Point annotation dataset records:
-- BEGIN --

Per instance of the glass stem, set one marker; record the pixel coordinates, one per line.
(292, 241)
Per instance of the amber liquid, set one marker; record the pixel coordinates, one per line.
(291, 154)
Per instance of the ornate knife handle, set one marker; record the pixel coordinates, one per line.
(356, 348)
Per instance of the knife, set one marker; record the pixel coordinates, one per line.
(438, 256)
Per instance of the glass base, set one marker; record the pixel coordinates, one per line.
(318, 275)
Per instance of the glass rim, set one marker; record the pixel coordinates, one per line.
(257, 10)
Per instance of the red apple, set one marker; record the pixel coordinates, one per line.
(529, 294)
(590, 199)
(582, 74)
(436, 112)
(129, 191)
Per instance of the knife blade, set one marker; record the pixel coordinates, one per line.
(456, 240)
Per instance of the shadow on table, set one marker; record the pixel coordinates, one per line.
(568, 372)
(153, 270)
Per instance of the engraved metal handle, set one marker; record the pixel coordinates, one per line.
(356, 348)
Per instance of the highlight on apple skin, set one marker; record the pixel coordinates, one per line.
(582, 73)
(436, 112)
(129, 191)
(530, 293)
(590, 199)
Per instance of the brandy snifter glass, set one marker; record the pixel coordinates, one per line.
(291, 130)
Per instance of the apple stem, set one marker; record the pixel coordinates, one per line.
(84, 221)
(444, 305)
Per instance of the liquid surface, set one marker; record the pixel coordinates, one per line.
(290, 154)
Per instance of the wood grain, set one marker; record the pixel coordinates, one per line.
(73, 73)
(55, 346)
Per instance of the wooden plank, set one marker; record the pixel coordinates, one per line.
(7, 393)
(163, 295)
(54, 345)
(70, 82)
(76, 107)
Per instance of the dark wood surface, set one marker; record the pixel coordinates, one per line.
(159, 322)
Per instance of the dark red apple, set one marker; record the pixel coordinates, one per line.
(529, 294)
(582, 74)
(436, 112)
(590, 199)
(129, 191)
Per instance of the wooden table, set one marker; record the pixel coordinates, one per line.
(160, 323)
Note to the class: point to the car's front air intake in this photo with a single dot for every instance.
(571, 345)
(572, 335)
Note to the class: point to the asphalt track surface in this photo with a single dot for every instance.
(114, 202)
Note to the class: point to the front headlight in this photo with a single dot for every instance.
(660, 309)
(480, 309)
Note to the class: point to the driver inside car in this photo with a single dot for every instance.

-- END --

» **PROMPT**
Reproduce all of the records, substituting "place a single point" for every occurrence of "set one marker" and leaving everything else unchanged.

» **ANSWER FOR THIS EXERCISE**
Per instance of the glass stem, place a single point; record the pixel coordinates, one per line.
(292, 241)
Per instance of the amber liquid, place a single point; record the pixel coordinates, one per line.
(291, 154)
Per instance of the ornate knife handle, place a single point; record the pixel coordinates, one per line.
(356, 348)
Per instance of the knife, place a single point; record the pixel coordinates, one per line.
(438, 256)
Per instance of the glass base, place a single point; record the pixel coordinates, one per line.
(318, 275)
Per instance of the glass rim, place a single point; record the pixel coordinates, one per line.
(257, 10)
Per instance of the red apple, place a single point; record the pixel coordinates, one per line.
(529, 294)
(590, 199)
(582, 74)
(436, 112)
(129, 191)
Per instance of the knife blade, place a single point; record the pixel coordinates, one per line.
(456, 240)
Per instance of the shadow on table, place a single point; record the pixel coordinates, one per line.
(568, 372)
(153, 270)
Per instance of the engraved metal handle, place a single point; record the pixel coordinates, one per line.
(356, 348)
Per instance of the highlight on apple skin, place a single point; record the pixel coordinates, one per line.
(582, 73)
(436, 112)
(129, 191)
(530, 293)
(590, 199)
Per instance of the brandy snifter glass, place a single point; record the pixel coordinates, one per line.
(291, 130)
Per instance of the apple stem, place a single point; record the pixel coordinates, one per line.
(84, 221)
(444, 305)
Per instance of the liquid surface, place a single point; record the pixel coordinates, one per line.
(290, 154)
Per instance of the wood grain, place a single point; record the pixel coordinates, one per line.
(73, 73)
(55, 346)
Per instance of the wooden plank, place a single point; record the pixel coordinates, one per line.
(7, 393)
(163, 295)
(54, 345)
(70, 82)
(76, 107)
Per instance of the dark wood surface, place a single point; record the pixel coordinates, one per line.
(159, 322)
Per instance of the dark red apple, place a single point; record the pixel coordinates, one per line.
(529, 294)
(582, 74)
(436, 112)
(590, 199)
(129, 191)
Per instance of the wooden table, place a single point; record the pixel coordinates, one per line.
(160, 323)
Note to the class: point to the car's front air intake in this photo with a single dot for every instance.
(571, 345)
(572, 335)
Note to the class: point to the asphalt track surface in this photo with a single dot for every instance.
(114, 202)
Note to the class: point to the front headlight in this photo with a single dot for every instance.
(660, 309)
(480, 309)
Note to the class: point to the driver inside car in this photo with a single dot for every instance.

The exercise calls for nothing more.